◆ Soal Tertulis 1
Jawablah tiga pertanyaan berikut berdasarkan artikel tentang hasil TWK pegawai KPK di bawah.
(a) Berapa pegawai KPK yang tidak lolos tes tersebut?
(b) Apa nomor putusan Mahkamah Konstitusi yang disebut dalam artikel itu?
(c) Ray Rangkuti disebut sebagai direktur lembaga apa?

◆ Teks Dokumen

···

Beritaneka.com—Komisi Pemberantasan Korupsi (KPK) telah mengumumkan hasil Tes Wawasan Kebangsaan (TWK) bagian dari seleksi ujian Aparatur Sipil Negara (ASN) di lembaga anti rasuah tersebut. Hasilnya, 75 pegawai KPK tidak lolos, pegawai yang memenuhi syarat sebanyak 1.274 orang, sementara dua pegawai tidak mengikuti tes wawasan kebangsaan. Sejumlah aspek yang diukur dalam tes tersebut diantaranya integritas, netralitas, dan antiradikalisme.
Namun, kebijakan KPK melakukan perubahan status pegawai KPK lewat TWK dinilai tidak berdasar. Menurut Ray Rangkuti, Aktivis Nurani ’98 ada tiga alasan hasil tes wawasan kebangsaan ASN KPK harus ditolak.
Baca juga: KPK Sita Dokumen dari Kantor dan Rumah Dinas Azis Syamsuddin
“Pertama, status ASN adalah status peralihan akibat adanya revisi UU KPK yang menetapkan bahwa seluruh pegawai KPK bersifat ASN. Karena dasarnya adalah peralihan, maka semestinya seluruh pegawai KPK secara otomatis jadi ASN tanpa proses pengujian layaknya menjadi calon ASN baru,” ujar Ray Rangkuti.
Pegawai KPK, tegas Ray, bukanlah pegawai baru. Mereka adalah pegawai lama yang karena UU mengubah status kepegawaian mereka jadi ASN. Artinya itu pengubahan otomatis. Pandangan Ray itu sejalan dengan putusan Mahkamah Konstitusi (MK) Nomor 70/PUU-XVII/2019 yang menyatakan bahwa peralihan status pegawai KPK tidak boleh merugikan pegawainya.
Sebab, perubahan status itu terjadi di tengah jalan, bukan di awal, maka ketentuan tes hanya dapat berlaku bagi calon ASN baru di KPK. Pegawai KPK tidak boleh jadi korban akibat UU yang diubah di tengah jalan.
Baca juga: Mahfud MD Datangi KPK Minta Berkas BLBI
Merujuk pada alasan pertama, Ray mengatakan dasar hukum TWK yang dilakukan KPK adalah lemah. UU KPK tidak mensyaratkan test itu dilakukan. UU KPK menyebut istilah peralihan status kepegawaian, bukan pemilihan status KPK menjadi ASN.
“Oleh karena itu, UU lain yang mengikat status ASN bagi pegawai KPK tidak dapat diberlakukan. Karena proses dan dasar hukumnya yang berbeda,” ungkap Direktur LIMA Indonesia itu.
Lebih ganjil lagi, lanjut Ray, adalah pertanyaan-pertanyaan dalam test TWK sangat jauh berbeda dengan umumnya materi test wawasan kebangsaan bagi calon ASN lainnya. Ray menilai perbedaan tersebut tidak adil. Sekaligus menimbulkan stigma awal bahwa di dalam tubuh pegawai KPK ada anasir-anasir yang tidak sejalan dengan NKRI. Tuduhan yang dahulu pernah diungkapkan untuk memuluskan revisi UU KPK.

···

◆ Daftar Data
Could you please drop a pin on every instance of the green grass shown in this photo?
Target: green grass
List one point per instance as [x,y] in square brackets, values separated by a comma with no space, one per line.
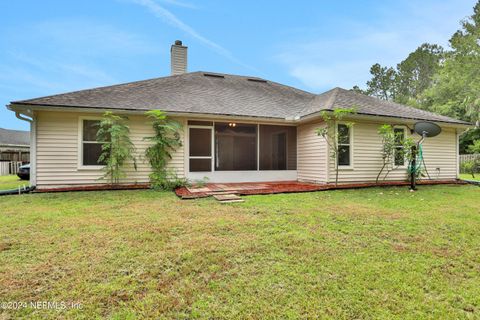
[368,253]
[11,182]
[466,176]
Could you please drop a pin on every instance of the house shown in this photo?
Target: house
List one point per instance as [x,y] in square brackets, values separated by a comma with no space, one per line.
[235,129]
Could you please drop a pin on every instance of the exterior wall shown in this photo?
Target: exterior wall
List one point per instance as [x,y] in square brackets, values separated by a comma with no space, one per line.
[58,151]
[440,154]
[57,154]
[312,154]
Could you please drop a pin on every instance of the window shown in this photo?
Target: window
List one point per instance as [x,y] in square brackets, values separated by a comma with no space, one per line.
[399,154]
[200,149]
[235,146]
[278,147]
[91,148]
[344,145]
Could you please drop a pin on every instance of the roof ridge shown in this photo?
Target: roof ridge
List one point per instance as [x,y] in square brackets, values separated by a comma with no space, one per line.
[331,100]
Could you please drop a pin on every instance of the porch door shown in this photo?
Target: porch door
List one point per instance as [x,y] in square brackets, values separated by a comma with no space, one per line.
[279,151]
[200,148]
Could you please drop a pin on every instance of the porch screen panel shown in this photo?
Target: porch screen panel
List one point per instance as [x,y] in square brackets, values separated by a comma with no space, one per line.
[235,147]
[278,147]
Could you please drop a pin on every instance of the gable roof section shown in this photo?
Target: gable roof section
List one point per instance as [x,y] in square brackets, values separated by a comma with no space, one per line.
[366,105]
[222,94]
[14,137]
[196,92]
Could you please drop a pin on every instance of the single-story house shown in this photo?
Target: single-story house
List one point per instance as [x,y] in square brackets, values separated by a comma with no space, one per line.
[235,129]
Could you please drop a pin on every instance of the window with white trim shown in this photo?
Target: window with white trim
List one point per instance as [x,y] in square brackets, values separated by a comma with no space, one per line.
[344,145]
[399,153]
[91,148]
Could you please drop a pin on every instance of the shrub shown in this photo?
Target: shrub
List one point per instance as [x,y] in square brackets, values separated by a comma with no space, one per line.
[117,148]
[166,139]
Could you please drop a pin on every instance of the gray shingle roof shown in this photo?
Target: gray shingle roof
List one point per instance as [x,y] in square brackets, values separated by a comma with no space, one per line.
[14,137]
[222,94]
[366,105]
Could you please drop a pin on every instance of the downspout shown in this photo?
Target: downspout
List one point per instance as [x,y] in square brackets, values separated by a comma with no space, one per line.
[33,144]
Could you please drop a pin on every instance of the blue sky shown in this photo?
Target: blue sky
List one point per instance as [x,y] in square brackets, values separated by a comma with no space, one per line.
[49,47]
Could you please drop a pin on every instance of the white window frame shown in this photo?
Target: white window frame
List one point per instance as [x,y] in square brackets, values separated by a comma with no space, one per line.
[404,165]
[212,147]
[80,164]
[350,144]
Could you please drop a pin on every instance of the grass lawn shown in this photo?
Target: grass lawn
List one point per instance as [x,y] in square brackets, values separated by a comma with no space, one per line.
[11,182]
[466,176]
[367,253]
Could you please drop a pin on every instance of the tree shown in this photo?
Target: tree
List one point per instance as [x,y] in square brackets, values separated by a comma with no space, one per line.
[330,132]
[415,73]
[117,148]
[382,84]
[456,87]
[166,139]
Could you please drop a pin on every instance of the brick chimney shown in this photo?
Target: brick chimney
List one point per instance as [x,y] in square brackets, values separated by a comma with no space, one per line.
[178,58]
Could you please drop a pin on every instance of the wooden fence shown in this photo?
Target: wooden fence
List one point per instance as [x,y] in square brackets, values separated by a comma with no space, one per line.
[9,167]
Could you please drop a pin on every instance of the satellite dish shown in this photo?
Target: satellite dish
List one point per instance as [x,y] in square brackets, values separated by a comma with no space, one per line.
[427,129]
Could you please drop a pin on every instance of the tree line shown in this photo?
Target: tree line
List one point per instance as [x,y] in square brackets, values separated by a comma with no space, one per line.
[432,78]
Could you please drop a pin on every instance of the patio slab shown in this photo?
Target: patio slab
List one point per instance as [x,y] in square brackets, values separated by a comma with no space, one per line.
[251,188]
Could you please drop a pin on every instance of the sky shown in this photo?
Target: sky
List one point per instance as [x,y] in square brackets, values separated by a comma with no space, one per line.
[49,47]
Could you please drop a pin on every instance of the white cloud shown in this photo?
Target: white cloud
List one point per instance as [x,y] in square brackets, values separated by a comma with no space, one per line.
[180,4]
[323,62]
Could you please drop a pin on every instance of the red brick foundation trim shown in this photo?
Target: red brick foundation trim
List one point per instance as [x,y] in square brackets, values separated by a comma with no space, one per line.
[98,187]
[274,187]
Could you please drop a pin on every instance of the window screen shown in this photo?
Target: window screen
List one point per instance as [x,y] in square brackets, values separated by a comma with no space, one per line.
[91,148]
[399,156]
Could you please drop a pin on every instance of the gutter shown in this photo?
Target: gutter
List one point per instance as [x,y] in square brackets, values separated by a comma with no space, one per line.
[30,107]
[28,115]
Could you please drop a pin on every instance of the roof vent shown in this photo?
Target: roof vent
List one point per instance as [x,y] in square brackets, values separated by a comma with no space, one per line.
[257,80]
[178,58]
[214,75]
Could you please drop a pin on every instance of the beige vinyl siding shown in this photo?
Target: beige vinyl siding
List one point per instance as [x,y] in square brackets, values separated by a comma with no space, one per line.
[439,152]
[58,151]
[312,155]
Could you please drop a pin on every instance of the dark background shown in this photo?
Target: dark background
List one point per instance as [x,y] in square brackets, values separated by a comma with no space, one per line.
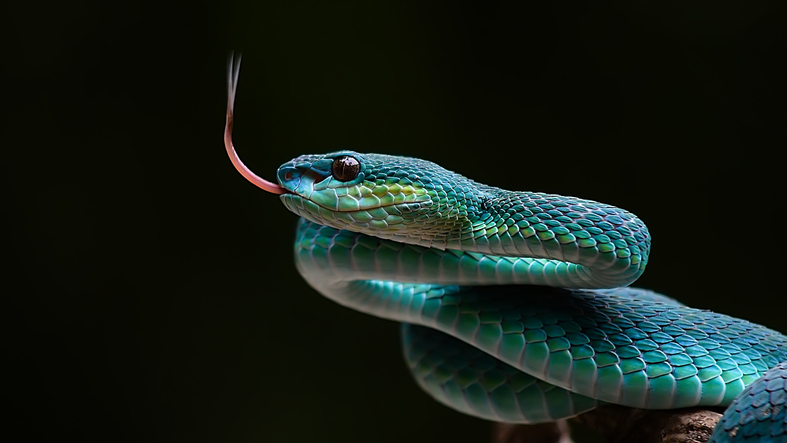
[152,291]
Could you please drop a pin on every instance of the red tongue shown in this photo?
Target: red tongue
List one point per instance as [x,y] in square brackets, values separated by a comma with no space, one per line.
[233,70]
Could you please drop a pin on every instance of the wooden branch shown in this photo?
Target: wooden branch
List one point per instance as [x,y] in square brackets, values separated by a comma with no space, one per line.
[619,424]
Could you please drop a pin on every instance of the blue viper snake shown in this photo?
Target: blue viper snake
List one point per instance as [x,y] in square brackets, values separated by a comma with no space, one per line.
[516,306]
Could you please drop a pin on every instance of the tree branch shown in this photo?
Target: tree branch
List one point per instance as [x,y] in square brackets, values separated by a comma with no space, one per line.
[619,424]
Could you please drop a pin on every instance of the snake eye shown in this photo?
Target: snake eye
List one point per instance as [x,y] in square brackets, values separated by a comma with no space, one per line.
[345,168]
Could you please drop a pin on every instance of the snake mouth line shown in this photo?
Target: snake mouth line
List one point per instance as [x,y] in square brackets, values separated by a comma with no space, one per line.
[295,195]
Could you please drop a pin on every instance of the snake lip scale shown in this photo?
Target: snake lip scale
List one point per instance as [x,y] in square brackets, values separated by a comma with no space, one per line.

···

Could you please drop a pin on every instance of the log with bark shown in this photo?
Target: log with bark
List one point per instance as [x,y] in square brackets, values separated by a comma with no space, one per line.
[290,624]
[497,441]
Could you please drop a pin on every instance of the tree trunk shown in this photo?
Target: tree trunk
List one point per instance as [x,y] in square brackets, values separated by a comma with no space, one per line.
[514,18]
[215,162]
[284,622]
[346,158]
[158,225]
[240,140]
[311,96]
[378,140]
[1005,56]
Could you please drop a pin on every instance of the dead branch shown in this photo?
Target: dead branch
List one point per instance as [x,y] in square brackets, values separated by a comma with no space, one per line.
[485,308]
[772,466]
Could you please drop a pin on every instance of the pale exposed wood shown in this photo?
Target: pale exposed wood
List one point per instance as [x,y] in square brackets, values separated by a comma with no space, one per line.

···

◆ Soal Tertulis 2
Pilih setiap baris di atas yang memuat kata "brick", lalu salin baris-baris tersebut.

◆ Jawaban Lengkap 1
(a) 75 pegawai.
(b) Nomor 70/PUU-XVII/2019.
(c) LIMA Indonesia.

◆ Jawaban Lengkap 2
Could you please drop a pin on every instance of the brick chimney shown in this photo?
Target: brick chimney
Could you please drop a pin on every instance of the red brick foundation trim shown in this photo?
Target: red brick foundation trim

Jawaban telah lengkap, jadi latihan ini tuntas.